## Problem statement
Print the passage of the Reality Composer Pro logbook starting with "- Pass 1 (Mask): Selected" and going on through "over overlapping objects.", word for word.

Start of Text provided

Deconstructing Reality Composer Pro: Logbook
An in-flux list of Things discovered during development that are worth mentioning but have yet to find a home in the series posts.
Mapping from Prims to Entities
RCP maintains a bidirectional mapping between RealityKit entities and USD prim paths. While public RealityKit doesn't easily expose this, the entity tree generated by Entity(contentsOf:) is a 1:1 structural mirror of the USD prim tree. The names match exactly, though RealityKit appends _N suffixes for sibling name collisions. For robust mapping without private APIs, the project uses a strategy of walking the hierarchy and reconstructing prim paths by name, skipping the anonymous root wrapper added during import. This allows the editor to maintain a stable link between the scene graph and the underlying USD stage.
Viewport Selection Outlines
RCP implements its signature selection outlines via a private 2-pass mask + edge detection technique.
- Pass 1 (Mask): Selected entities (tagged with a private
EntityRenderEffect) are rendered to an offscreen mask texture using dedicated Metal shaders (vsOutlineMask). - Pass 2 (Edge): A fullscreen quad pass runs an edge-detection filter on the mask texture to composite the final orange outline. This system leverages private
.rerendergraphand.rematerialemitters withinRealityToolsFoundation.
For Deconstructed, we tried several alternative ways, eventually settling on a custom shader-based approach that mimics this pixel-perfect, screen-space width behavior but is far from nicer in comparison to RCP, especially because the lack of a mask prevents displaying the outline over overlapping objects.
SwiftUsd (C++ interoperability)

End of Text provided
Start of Data

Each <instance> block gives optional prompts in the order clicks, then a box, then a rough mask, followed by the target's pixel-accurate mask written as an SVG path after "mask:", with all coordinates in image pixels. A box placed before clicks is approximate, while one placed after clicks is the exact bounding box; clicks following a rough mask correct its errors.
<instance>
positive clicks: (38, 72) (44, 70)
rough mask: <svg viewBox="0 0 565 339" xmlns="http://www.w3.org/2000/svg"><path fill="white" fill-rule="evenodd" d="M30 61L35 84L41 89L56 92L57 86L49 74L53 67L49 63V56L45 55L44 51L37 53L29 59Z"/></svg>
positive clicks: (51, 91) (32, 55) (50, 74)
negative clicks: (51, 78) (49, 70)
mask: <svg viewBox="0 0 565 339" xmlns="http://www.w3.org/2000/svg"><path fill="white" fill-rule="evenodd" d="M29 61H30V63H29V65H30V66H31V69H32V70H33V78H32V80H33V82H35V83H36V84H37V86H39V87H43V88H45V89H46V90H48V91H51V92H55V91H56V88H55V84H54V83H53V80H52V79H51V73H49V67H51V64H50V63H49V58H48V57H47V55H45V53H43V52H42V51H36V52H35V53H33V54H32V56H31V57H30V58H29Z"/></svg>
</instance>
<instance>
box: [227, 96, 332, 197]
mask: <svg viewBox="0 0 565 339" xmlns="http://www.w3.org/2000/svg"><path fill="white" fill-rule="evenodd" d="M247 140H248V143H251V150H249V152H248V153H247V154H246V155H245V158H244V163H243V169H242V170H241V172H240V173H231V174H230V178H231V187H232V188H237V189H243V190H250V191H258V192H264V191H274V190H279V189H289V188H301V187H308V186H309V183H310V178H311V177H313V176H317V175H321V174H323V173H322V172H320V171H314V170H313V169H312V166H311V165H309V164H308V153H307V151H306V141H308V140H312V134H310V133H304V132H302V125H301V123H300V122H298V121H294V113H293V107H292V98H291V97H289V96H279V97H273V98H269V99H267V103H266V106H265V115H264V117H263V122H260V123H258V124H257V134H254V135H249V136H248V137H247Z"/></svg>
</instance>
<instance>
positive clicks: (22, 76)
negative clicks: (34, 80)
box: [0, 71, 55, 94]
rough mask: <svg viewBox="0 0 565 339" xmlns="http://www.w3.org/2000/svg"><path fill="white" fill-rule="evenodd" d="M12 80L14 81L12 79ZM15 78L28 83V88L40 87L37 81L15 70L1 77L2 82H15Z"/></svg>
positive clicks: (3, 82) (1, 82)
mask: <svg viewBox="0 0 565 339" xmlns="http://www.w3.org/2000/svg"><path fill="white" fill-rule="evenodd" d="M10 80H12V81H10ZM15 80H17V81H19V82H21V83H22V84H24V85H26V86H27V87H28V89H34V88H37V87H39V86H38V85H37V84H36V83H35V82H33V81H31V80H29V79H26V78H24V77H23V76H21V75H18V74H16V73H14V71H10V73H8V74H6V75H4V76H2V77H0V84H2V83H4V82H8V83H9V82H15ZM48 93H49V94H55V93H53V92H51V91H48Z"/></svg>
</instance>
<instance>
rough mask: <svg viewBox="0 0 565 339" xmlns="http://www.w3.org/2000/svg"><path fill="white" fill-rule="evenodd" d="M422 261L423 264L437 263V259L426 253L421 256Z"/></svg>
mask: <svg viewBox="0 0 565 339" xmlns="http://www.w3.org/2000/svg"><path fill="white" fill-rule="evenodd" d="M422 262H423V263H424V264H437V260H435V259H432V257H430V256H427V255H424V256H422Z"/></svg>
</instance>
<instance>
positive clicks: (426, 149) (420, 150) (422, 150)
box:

End of Data

## Expected output
- Pass 1 (Mask): Selected entities (tagged with a private
EntityRenderEffect) are rendered to an offscreen mask texture using dedicated Metal shaders (vsOutlineMask). - Pass 2 (Edge): A fullscreen quad pass runs an edge-detection filter on the mask texture to composite the final orange outline. This system leverages private
.rerendergraphand.rematerialemitters withinRealityToolsFoundation.
For Deconstructed, we tried several alternative ways, eventually settling on a custom shader-based approach that mimics this pixel-perfect, screen-space width behavior but is far from nicer in comparison to RCP, especially because the lack of a mask prevents displaying the outline over overlapping objects.